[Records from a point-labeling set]
-- start --

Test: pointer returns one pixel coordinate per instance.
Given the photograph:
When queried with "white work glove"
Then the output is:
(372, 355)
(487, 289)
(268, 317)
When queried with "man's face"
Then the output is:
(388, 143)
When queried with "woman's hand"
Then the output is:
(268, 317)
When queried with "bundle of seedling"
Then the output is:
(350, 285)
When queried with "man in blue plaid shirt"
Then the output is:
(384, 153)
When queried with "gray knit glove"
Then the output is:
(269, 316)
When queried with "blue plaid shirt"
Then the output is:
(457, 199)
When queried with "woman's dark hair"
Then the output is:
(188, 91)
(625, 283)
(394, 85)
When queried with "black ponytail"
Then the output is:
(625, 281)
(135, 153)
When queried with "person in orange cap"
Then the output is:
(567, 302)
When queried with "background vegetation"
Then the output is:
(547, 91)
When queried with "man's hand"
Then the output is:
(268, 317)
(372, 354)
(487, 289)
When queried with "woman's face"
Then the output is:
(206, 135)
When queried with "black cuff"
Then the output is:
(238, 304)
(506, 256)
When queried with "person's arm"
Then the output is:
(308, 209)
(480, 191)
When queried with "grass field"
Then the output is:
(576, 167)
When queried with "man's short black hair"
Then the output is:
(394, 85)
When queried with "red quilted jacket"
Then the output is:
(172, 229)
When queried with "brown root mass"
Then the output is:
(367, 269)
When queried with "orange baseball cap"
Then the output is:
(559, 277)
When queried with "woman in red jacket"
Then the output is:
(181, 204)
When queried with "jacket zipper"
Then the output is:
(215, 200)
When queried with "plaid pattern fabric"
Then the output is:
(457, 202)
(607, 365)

-- end --
-- start --

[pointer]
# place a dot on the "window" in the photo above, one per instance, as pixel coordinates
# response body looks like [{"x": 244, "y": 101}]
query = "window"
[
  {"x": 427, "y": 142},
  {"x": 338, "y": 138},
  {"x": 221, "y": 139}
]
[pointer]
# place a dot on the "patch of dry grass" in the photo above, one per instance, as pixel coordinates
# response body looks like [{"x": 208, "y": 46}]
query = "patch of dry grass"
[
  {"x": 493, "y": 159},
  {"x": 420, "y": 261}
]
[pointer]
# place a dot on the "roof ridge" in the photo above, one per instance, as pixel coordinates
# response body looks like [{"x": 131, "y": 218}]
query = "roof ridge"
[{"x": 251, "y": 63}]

-- end --
-- start --

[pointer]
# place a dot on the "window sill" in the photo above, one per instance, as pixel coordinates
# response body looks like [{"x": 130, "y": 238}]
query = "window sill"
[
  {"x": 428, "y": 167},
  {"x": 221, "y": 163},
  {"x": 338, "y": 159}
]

-- end --

* Exercise task: Count the lines of the listing that contain the string "above", matching case exactly, and reply with only that number.

* Reply: 4